━━━━━ MATERIAL FOR THIS EXERCISE ━━━━━

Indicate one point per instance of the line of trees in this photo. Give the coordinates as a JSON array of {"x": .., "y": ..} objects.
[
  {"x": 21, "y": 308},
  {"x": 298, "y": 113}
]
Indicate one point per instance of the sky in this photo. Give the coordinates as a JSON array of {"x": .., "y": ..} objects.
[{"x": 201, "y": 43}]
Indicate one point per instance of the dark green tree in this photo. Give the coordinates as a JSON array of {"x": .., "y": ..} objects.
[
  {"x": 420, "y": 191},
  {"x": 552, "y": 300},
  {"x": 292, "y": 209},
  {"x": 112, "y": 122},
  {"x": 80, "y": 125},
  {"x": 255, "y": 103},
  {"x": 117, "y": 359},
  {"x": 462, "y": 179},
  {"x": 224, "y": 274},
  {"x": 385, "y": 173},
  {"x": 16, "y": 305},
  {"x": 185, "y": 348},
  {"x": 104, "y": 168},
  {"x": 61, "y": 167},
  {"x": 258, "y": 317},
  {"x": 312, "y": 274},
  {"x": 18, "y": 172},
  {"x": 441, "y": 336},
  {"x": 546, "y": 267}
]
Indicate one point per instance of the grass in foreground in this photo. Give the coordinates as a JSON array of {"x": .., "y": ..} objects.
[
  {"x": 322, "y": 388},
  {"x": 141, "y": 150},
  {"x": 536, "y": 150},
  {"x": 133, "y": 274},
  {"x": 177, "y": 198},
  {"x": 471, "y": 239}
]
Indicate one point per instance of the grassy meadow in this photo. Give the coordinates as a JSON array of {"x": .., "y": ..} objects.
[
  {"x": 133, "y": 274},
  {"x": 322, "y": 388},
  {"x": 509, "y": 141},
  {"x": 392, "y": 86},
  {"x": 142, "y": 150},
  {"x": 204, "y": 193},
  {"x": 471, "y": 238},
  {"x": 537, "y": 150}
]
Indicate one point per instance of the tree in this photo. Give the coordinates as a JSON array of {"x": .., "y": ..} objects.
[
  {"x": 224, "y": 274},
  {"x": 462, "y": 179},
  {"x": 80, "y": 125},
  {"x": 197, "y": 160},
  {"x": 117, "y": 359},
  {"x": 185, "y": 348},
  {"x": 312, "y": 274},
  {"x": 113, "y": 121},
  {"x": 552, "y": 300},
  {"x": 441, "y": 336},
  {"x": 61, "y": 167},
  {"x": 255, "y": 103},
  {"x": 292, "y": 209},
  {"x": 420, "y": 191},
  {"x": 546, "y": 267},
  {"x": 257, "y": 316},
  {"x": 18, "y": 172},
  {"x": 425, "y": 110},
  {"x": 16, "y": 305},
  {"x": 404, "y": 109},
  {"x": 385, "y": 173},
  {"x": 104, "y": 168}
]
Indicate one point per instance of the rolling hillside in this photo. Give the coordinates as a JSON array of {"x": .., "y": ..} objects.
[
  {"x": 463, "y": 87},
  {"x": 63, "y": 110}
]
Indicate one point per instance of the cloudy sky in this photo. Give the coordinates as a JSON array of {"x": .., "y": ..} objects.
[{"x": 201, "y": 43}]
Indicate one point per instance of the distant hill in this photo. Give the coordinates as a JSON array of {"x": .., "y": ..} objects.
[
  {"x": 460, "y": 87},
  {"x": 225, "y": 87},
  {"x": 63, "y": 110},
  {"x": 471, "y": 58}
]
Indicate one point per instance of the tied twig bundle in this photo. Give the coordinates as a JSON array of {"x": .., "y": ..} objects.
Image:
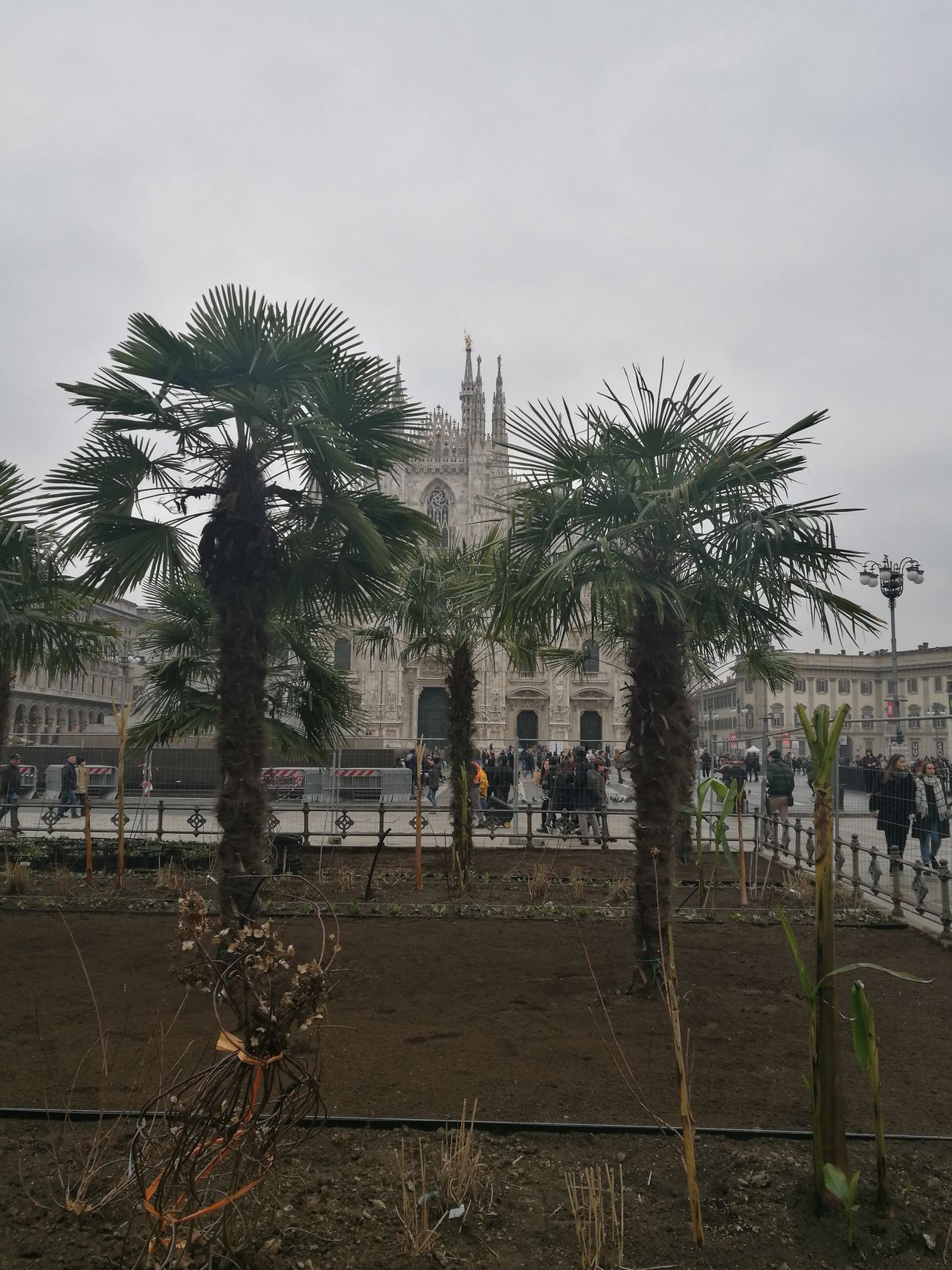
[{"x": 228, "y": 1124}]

━━━━━

> [YOUR GOAL]: Excluding all pictures, reproduce the records exactly as they appear above.

> [SOLUTION TO THE PROBLEM]:
Indicate one point per instance of the line of trees in this photo. Give the coordinates as a JSON array of {"x": .., "y": ..} objects.
[
  {"x": 21, "y": 308},
  {"x": 298, "y": 113}
]
Indicate one point per instance of the sky in this photo. Give the coordinates as a JSON array of {"x": .., "y": ..} objects.
[{"x": 201, "y": 43}]
Indicate one point per instance of the dark green tree in this photo. Give the coordinates as a JSON array of {"x": .., "y": ..} objects.
[
  {"x": 420, "y": 191},
  {"x": 552, "y": 300},
  {"x": 292, "y": 209},
  {"x": 112, "y": 122},
  {"x": 80, "y": 125},
  {"x": 255, "y": 103},
  {"x": 117, "y": 359},
  {"x": 462, "y": 179},
  {"x": 224, "y": 274},
  {"x": 385, "y": 173},
  {"x": 16, "y": 305},
  {"x": 185, "y": 348},
  {"x": 104, "y": 168},
  {"x": 61, "y": 167},
  {"x": 258, "y": 317},
  {"x": 312, "y": 274},
  {"x": 18, "y": 172},
  {"x": 441, "y": 336},
  {"x": 546, "y": 267}
]
Indicate one point per instance of the grass in foreground in this photo. Give the coordinates as a JSON array of {"x": .., "y": ..} objects.
[
  {"x": 322, "y": 388},
  {"x": 141, "y": 150},
  {"x": 536, "y": 150},
  {"x": 133, "y": 274},
  {"x": 177, "y": 198},
  {"x": 471, "y": 239}
]
Indicate one point per instance of the grassy meadow in this photo. Give the coordinates as a JSON array of {"x": .., "y": ..} objects.
[
  {"x": 133, "y": 274},
  {"x": 322, "y": 388},
  {"x": 509, "y": 141},
  {"x": 392, "y": 86},
  {"x": 142, "y": 150},
  {"x": 204, "y": 193},
  {"x": 471, "y": 238},
  {"x": 537, "y": 150}
]
Indicate one point per instance of the tree in this photo. Give the coordinates as a JSON array of {"x": .., "y": ..} objects.
[
  {"x": 224, "y": 274},
  {"x": 462, "y": 179},
  {"x": 80, "y": 125},
  {"x": 197, "y": 160},
  {"x": 117, "y": 359},
  {"x": 185, "y": 348},
  {"x": 312, "y": 274},
  {"x": 113, "y": 121},
  {"x": 552, "y": 300},
  {"x": 441, "y": 336},
  {"x": 61, "y": 167},
  {"x": 255, "y": 103},
  {"x": 292, "y": 209},
  {"x": 420, "y": 191},
  {"x": 546, "y": 267},
  {"x": 257, "y": 316},
  {"x": 18, "y": 172},
  {"x": 425, "y": 110},
  {"x": 16, "y": 305},
  {"x": 404, "y": 109},
  {"x": 385, "y": 173},
  {"x": 104, "y": 168}
]
Indicate one point per instance of the rolling hillside in this photo. Give the coordinates as a JSON array of {"x": .., "y": ..} objects.
[
  {"x": 463, "y": 87},
  {"x": 63, "y": 110}
]
Indicate one point per instance of the cloudy sky in this photo. Give the coordinates as a JSON array of {"x": .., "y": ..} objects.
[{"x": 201, "y": 43}]
Indicate one point per instance of the distant hill in this photo. Give the coordinates as a JSON array of {"x": .., "y": ..} objects.
[
  {"x": 460, "y": 87},
  {"x": 225, "y": 87},
  {"x": 63, "y": 110},
  {"x": 471, "y": 58}
]
Indicate one point per instance of the tied twig bundle in this photo. Give the coordinates as a JSON array of {"x": .., "y": ..} objects.
Image:
[{"x": 228, "y": 1124}]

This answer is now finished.